I want you to stay there a moment, sansho, and ask everyone on BJOL reading to do screen captures, while I tell you that many of us are concerned and anxious about your behavior and plans.

Huh....seems a little dick-ish when you boil it down.


11:33 PM Nov 20th
 
sansho1
It's telling, OldBackstop, that you would include the full text of that speech, thinking any fair-minded person would consider it rudeness and harassment. And "paying customer", as though just anyone who comes through the door might get lectured from the stage. We rabble only get a few chances at face-fo-face encounters with those who would govern us, and this man didn't waste it. Good for him. Read the words again. Is there a good or bad side to be on with respect to them? If so, which side are you on?
10:20 PM Nov 20th
 
FrankD
There was a man who never said a bad thing about anybody. So to test his resolve someone asked him to say something good about Trump .......

After thinking for quite a while, he said: "Hillary was worse" .......

I think that explains the last election ............
9:59 PM Nov 20th
 
OldBackstop
I think one of the all-time weenie moments this year was the "Hamilton" harassment of Mike Pence. The best characterization I have heard was by Springsteen's guitar player Stevie Vandt Zandt, saying that Pence was a guest and it was "rude." (I'm guessing Stevie has sat through enough political rants from his boss to want to staunch a trend of individual call outs.)

Here is the complete statement of the actor Brandon Victor Dixon, trying to lecture Pence, who fortunately was already exiting. Harassment is the perfect word, saying "hear me out and everyone tweet this" at a paying customer who had already been booed, but note the bolded part:

Thank you so much for joining us tonight. You know, we had a guest in the audience this evening. And Vice President-elect Pence, I see you're walking out but I hope you will hear us just a few more moments. There's nothing to boo here ladies and gentlemen. There's nothing to boo here, we're all here sharing a story of love.

We have a message for you, sir. We hope that you will hear us out. And I encourage everybody to pull out your phones and tweet and post because this message needs to be spread far and wide, OK?

Vice President-elect Pence, we welcome you and we truly thank you for joining us here at Hamilton: An American Musical, we really do. We, sir, we are the diverse America who are alarmed and anxious that your new administration will not protect us — our planet, our children, our parents — or defend us and uphold our inalienable rights, sir. But we truly hope that this show has inspired you to uphold our American values and to work on behalf of all of us. All of us.

* _LIST OF TASKS_
[A] Translate this sentence from the forum thread into Spanish: "There's nothing to boo here, we're all here sharing a story of love."
[B] Answer these questions on the forum thread:
(i) In OldBackstop's post, whose guitar player is said to have called Pence's treatment "rude"?
(ii) In FrankD's post, what did the man say when asked to say something good about Trump?
(iii) What time stamp appears with sansho1's post?
Answer using only the forum thread shown here.

* _DATASET CONTENT_
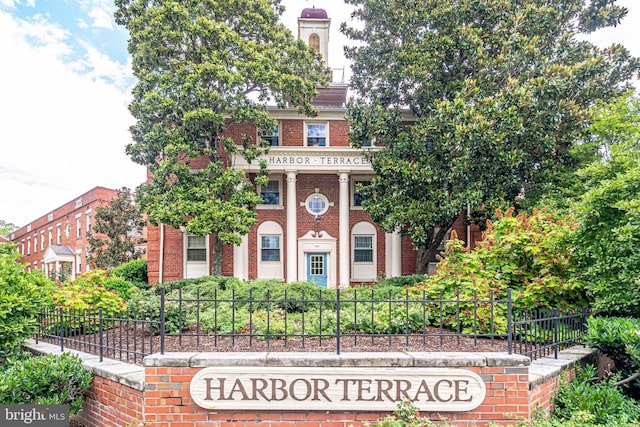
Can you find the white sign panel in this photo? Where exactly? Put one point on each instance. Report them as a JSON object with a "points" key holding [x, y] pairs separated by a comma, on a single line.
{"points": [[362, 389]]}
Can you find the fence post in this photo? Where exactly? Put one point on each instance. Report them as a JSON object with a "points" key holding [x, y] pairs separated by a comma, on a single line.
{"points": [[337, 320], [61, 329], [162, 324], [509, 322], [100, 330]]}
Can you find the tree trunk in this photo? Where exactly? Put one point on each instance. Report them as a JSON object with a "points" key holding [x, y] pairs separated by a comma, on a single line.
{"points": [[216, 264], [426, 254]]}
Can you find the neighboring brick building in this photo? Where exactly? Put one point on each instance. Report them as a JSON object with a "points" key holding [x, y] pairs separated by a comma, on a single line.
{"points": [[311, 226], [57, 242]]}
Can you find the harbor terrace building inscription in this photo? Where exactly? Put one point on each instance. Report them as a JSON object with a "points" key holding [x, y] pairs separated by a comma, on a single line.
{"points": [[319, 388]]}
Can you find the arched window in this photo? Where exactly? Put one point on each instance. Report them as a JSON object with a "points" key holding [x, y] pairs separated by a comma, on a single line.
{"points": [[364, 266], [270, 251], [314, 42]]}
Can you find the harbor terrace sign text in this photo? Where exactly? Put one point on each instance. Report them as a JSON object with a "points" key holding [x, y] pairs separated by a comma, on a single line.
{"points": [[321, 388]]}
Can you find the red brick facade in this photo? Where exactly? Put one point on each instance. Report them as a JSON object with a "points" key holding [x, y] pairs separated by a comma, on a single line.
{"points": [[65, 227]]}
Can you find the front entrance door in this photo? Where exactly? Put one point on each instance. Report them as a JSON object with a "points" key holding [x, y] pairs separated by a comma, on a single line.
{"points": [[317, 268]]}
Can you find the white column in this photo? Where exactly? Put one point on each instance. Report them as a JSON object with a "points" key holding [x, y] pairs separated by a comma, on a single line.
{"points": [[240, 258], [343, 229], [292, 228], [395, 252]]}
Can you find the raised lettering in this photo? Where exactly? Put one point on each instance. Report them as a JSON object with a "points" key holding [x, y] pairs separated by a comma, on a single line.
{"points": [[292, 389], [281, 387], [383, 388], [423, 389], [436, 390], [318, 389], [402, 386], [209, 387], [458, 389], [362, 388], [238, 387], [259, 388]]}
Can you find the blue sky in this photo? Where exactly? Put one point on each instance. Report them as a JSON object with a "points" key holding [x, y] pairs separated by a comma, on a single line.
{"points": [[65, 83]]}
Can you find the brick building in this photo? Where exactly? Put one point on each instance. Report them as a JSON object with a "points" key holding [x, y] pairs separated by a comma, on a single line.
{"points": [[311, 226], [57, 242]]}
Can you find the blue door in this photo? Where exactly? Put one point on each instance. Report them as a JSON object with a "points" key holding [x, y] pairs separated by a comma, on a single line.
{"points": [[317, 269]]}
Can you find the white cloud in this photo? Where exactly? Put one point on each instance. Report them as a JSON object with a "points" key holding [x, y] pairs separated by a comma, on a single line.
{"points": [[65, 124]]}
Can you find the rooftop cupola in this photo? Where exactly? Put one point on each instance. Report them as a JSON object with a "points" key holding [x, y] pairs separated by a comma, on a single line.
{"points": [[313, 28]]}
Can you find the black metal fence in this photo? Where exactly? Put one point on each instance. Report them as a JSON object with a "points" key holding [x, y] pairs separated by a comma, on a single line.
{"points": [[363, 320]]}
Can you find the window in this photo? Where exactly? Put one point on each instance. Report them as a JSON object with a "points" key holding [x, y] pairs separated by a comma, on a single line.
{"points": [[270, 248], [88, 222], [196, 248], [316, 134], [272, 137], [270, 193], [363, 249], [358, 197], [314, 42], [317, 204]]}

--

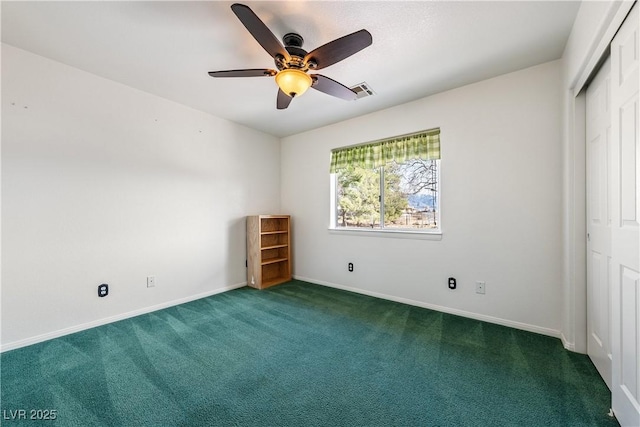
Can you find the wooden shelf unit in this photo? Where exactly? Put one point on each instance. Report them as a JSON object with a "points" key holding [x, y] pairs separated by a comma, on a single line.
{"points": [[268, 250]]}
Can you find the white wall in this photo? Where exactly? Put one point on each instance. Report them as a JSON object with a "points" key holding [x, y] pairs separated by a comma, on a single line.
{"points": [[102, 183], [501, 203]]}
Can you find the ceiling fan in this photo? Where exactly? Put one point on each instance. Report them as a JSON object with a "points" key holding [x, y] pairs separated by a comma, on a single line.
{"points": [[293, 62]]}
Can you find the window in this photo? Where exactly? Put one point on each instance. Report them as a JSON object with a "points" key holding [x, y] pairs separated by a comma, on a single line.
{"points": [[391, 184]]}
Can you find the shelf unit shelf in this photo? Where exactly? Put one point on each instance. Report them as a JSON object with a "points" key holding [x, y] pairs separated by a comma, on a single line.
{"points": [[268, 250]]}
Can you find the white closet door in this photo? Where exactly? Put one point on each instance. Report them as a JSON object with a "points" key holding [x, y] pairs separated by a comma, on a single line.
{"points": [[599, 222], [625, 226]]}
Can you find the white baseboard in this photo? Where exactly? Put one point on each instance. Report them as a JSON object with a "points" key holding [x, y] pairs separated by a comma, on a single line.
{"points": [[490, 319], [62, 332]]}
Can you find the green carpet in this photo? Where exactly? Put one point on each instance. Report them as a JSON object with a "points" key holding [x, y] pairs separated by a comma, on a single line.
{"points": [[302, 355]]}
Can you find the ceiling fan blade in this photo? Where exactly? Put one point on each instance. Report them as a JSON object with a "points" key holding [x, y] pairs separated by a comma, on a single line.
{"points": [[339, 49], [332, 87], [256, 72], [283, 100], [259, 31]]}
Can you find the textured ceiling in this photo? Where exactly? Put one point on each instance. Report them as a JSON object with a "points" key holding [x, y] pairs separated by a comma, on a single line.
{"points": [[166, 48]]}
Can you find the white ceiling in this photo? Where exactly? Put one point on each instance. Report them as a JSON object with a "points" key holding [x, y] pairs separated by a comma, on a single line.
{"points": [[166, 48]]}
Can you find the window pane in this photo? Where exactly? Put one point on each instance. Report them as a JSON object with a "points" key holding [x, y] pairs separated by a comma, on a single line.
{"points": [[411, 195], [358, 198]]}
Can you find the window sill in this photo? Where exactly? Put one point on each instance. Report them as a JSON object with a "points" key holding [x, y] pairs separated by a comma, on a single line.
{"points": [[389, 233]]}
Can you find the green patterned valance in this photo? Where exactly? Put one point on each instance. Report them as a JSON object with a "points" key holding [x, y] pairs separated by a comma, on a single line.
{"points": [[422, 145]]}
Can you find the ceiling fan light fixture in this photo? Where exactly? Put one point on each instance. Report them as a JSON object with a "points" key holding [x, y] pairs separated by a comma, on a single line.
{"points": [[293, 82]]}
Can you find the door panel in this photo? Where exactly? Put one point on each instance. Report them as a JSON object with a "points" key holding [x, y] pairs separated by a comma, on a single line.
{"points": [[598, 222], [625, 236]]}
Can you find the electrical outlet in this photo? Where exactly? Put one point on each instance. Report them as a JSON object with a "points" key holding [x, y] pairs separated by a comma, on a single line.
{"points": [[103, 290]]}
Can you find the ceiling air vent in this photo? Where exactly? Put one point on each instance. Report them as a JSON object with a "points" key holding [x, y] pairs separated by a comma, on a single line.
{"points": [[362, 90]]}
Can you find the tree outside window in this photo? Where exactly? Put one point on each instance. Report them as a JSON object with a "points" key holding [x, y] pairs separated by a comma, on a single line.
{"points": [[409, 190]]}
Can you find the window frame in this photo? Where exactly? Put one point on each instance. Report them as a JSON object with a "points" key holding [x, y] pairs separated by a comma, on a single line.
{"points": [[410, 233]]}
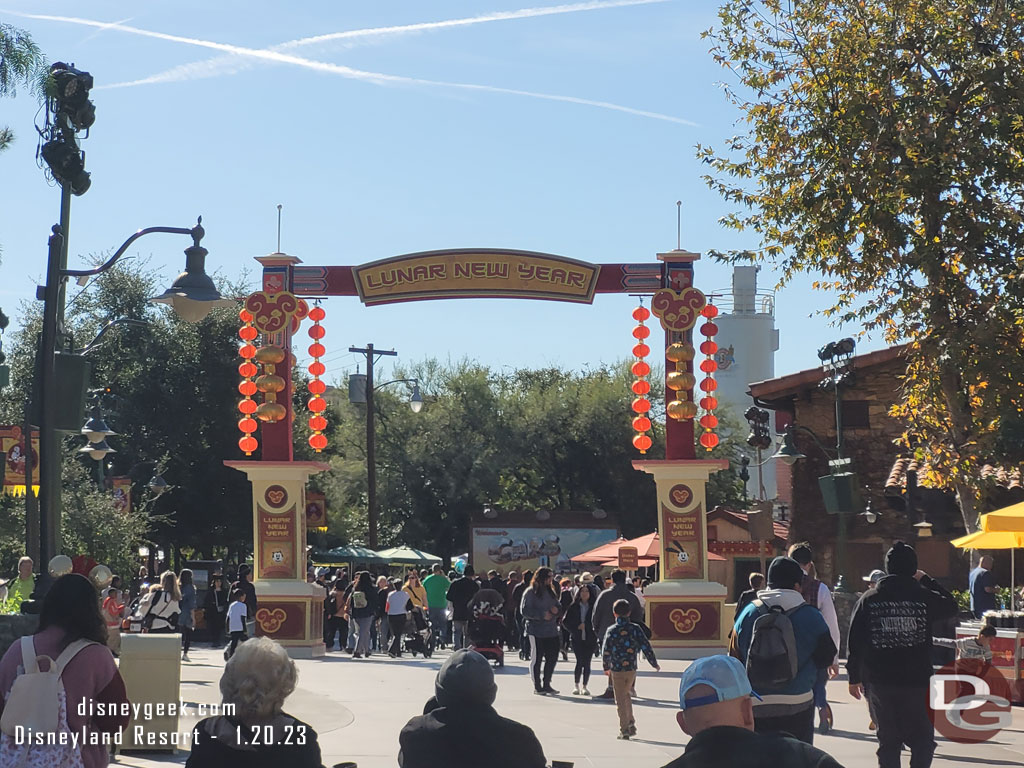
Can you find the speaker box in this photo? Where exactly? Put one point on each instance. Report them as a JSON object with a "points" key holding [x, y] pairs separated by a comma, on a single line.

* _RESULTS BY TASK_
[A] Aquí no hay nada que abuchear, todos estamos aquí compartiendo una historia de amor.

[B]
(i) Springsteen's
(ii) "Hillary was worse"
(iii) 10:20 PM Nov 20th